SET TASK
Please rewrite the rows from the line with "the sunflower stem." to the line with "[[127, 66], [508, 42], [85, 17], [575, 51], [404, 15]]", swapping "JSON array" for "JSON list" and leaving everything else unchanged. Return only those rows.

>> Start DATA EXCERPTS

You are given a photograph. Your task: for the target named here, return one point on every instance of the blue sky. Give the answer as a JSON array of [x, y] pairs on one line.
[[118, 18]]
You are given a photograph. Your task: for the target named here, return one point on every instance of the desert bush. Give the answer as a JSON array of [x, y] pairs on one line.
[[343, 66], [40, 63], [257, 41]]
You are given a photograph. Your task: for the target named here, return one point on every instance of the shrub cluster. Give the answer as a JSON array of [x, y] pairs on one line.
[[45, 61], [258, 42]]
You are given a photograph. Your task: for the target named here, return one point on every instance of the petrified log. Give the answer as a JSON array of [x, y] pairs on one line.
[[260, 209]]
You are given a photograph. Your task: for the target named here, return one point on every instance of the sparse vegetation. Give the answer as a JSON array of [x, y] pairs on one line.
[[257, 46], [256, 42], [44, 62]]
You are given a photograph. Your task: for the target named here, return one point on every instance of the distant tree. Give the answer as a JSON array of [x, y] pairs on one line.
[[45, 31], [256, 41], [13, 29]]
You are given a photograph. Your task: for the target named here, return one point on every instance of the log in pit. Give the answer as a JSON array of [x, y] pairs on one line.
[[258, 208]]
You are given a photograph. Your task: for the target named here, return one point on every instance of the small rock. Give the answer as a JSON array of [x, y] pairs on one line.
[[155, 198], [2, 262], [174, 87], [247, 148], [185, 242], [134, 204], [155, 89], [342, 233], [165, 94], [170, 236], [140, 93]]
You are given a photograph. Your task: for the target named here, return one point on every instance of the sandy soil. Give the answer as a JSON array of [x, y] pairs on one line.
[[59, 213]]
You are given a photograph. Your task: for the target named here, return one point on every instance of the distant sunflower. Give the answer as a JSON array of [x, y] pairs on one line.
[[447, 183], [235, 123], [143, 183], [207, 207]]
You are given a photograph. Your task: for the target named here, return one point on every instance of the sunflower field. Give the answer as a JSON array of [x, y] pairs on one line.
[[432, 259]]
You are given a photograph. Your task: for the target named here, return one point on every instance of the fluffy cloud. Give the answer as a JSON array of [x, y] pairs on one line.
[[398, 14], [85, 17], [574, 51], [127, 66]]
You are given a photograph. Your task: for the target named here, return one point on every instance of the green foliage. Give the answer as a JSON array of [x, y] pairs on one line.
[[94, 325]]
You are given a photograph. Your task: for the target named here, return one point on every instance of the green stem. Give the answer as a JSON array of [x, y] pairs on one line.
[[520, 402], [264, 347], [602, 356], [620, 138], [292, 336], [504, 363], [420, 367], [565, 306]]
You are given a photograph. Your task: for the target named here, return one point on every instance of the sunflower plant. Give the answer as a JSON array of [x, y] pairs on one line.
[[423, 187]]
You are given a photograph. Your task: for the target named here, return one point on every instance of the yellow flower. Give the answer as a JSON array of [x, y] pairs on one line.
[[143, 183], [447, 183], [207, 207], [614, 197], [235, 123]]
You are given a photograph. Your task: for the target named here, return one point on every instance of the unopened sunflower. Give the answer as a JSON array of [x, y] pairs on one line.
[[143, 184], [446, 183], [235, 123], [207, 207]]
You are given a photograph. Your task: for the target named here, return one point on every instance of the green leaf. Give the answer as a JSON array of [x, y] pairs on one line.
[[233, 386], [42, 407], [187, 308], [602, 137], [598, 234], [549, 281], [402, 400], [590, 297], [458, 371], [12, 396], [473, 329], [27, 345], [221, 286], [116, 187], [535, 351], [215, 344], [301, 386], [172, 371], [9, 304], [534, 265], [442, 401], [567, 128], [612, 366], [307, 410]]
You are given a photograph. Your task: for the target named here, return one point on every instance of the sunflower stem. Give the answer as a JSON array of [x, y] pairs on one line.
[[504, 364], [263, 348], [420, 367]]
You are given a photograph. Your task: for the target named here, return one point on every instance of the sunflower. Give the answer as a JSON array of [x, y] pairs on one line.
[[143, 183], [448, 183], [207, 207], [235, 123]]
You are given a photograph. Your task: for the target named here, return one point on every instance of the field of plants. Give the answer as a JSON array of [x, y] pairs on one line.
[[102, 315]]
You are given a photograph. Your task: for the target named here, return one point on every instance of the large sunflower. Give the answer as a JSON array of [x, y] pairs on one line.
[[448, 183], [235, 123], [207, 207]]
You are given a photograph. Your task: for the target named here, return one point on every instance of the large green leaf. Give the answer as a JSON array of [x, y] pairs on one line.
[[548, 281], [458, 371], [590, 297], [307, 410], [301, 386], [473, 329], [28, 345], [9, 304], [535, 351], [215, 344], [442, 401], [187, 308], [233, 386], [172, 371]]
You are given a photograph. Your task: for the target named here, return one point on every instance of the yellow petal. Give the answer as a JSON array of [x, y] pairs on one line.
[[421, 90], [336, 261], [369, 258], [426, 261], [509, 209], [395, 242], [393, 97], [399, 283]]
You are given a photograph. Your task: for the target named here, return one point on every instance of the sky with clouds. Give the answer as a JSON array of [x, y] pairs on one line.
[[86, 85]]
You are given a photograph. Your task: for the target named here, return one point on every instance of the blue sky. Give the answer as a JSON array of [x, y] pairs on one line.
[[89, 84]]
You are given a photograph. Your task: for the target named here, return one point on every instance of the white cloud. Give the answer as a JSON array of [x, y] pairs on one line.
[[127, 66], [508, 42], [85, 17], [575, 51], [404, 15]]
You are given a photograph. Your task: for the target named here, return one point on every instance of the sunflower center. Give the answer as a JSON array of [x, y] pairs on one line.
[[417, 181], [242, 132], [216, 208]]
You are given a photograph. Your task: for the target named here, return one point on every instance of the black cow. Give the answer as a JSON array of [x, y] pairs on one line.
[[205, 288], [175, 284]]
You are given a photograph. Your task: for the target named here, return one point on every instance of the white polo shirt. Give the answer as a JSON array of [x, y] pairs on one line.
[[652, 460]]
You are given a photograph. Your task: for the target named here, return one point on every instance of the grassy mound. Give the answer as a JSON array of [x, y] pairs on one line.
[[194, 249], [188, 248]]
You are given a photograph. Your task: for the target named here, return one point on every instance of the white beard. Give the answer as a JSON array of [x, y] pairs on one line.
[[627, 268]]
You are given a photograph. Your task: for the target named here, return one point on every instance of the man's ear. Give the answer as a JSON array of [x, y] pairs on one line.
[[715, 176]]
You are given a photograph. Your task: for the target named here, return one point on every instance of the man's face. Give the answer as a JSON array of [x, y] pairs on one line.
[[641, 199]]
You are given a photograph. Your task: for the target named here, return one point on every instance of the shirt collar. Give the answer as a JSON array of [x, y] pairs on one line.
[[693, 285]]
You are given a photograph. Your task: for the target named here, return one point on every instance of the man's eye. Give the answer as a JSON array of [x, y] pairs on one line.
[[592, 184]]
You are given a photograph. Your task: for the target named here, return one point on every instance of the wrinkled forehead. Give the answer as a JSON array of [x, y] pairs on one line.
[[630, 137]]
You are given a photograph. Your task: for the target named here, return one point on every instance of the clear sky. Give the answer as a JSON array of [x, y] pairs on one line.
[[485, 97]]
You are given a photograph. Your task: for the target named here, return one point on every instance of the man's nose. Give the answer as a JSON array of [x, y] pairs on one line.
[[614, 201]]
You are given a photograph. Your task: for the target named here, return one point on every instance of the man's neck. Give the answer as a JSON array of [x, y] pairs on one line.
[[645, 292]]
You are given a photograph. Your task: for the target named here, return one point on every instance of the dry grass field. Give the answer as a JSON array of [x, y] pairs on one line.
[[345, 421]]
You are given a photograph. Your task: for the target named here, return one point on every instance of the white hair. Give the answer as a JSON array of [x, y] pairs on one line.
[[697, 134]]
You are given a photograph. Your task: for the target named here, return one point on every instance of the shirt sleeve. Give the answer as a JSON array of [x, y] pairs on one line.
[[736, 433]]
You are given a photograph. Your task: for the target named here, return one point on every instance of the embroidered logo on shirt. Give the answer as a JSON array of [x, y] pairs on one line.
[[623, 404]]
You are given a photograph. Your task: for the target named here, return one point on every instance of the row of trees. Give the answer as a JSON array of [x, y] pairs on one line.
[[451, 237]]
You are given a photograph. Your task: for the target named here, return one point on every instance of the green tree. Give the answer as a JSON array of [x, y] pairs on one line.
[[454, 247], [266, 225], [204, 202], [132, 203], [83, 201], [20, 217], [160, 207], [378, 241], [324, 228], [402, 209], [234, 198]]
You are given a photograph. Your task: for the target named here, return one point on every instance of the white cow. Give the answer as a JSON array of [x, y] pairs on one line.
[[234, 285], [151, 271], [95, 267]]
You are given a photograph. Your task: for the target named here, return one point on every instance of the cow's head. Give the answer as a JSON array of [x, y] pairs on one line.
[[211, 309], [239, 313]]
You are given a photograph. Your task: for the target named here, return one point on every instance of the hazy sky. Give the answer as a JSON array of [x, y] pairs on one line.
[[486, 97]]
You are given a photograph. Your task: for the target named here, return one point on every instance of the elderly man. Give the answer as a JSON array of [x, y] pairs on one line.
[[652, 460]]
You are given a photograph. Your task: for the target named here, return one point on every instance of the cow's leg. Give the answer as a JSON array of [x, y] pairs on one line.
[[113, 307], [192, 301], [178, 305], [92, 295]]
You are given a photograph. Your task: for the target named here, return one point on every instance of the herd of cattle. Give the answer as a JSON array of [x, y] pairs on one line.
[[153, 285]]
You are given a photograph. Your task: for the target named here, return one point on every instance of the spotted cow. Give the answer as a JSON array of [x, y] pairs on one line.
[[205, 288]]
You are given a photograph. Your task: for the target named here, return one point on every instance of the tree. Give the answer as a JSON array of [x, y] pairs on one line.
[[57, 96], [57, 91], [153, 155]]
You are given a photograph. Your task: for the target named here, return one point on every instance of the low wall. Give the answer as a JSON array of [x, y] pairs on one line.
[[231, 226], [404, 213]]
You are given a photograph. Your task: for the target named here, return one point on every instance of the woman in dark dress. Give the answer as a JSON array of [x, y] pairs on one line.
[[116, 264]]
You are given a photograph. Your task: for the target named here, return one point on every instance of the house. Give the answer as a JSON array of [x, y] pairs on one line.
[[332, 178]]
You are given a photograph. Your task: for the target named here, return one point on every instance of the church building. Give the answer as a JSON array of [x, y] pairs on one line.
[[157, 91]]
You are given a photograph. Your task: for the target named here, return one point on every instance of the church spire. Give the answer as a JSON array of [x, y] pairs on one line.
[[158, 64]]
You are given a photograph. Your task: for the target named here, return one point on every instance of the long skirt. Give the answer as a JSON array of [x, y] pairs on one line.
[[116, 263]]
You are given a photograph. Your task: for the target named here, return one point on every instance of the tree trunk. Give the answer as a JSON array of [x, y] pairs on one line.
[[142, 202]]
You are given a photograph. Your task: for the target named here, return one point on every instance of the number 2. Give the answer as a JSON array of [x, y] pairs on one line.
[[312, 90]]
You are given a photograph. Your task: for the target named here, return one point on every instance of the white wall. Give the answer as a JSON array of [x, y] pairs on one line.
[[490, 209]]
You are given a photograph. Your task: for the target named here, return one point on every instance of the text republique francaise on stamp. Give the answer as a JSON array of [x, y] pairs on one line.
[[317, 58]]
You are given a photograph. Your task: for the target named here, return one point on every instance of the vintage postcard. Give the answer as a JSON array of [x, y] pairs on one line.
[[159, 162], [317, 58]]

>> End DATA EXCERPTS

OUTPUT OF THE EXERCISE
You are given a photograph. Your task: for the target named here, return one point on every instance of the sunflower stem. Give the answer as a JSON list of [x, y] pairs on one line.
[[504, 364], [263, 348], [420, 367]]
You are given a photograph. Your task: for the target named here, return one point on every instance of the sunflower. Give the answer as a JSON list of [x, y] pairs on one line.
[[143, 183], [448, 183], [207, 207], [235, 123]]
You are given a photograph. Your task: for the target named here, return one point on every instance of the field of plants. Give the answer as a JSON list of [x, y] pairs on one line.
[[102, 315]]
You are given a photograph. Your task: for the target named here, return one point on every instance of the large sunflower. Give the answer as a JSON list of [x, y] pairs on one line.
[[448, 183], [235, 123], [207, 207]]
You are given a photograph. Your task: for the target named here, return one point on every instance of the large green leaf. Give the answer as a JSON list of [x, y] pairs on one line.
[[548, 281], [458, 371], [590, 297], [307, 410], [301, 386], [473, 329], [28, 345], [9, 304], [535, 351], [215, 344], [442, 401], [187, 308], [233, 386], [172, 371]]
You are given a photograph. Your task: for the target named here, return one point on every instance of the yellow petal. Give the answer as a JSON list of [x, y] pairs on one line.
[[421, 90], [336, 261], [369, 258], [426, 261], [509, 209], [395, 242], [393, 97], [399, 283]]
You are given a photograph. Your task: for the target named here, return one point on every instance of the sky with clouds. Give the answer as a JSON list of [x, y] pairs on one line.
[[86, 85]]
You are given a photograph. Your task: for the target named here, return one point on every instance of the blue sky. Give the answer as a JSON list of [x, y] pairs on one line.
[[89, 84]]
You are given a photograph. Your task: for the target named here, return one point on every instance of the white cloud. Give the answer as a JSON list of [x, y] pairs on one line.
[[127, 66], [508, 42], [85, 17], [575, 51], [404, 15]]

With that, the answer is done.